Your assignment —
Word for word, copy the listing below and leave out its images.
━━━━━━━━━━━━━━━━
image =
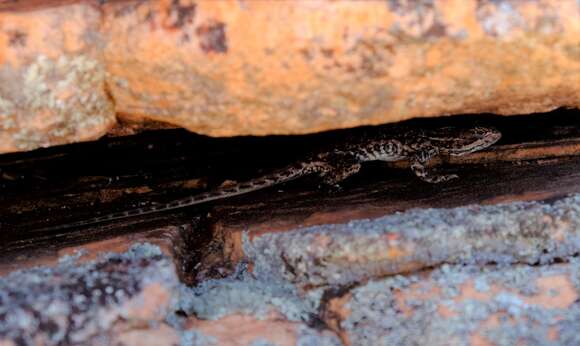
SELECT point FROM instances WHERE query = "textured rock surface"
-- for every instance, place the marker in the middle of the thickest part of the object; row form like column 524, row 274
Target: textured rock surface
column 224, row 68
column 135, row 298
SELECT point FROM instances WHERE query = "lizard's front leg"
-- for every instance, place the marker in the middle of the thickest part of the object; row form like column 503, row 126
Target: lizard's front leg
column 419, row 166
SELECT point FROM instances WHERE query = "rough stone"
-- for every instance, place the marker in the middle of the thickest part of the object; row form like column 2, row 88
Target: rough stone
column 68, row 69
━━━━━━━━━━━━━━━━
Response to the exercise —
image =
SELECT point FROM instances WHERE query = "textured rock surface"
-- for every instance, place the marker in the middle of the thickest part of the object; row form like column 524, row 274
Target: textured rock surface
column 224, row 68
column 135, row 298
SELECT point FROM instances WHERE query = "lizard's front leg"
-- for every instance, place the marker in the middle of the thickest part of the object; row form like column 503, row 126
Target: lizard's front leg
column 419, row 166
SELECT point FROM instances WHERE query = "rough stone"
-- for every instance, place the marker in the middle of the thickest part of the object; row form like column 2, row 88
Target: rough stone
column 68, row 69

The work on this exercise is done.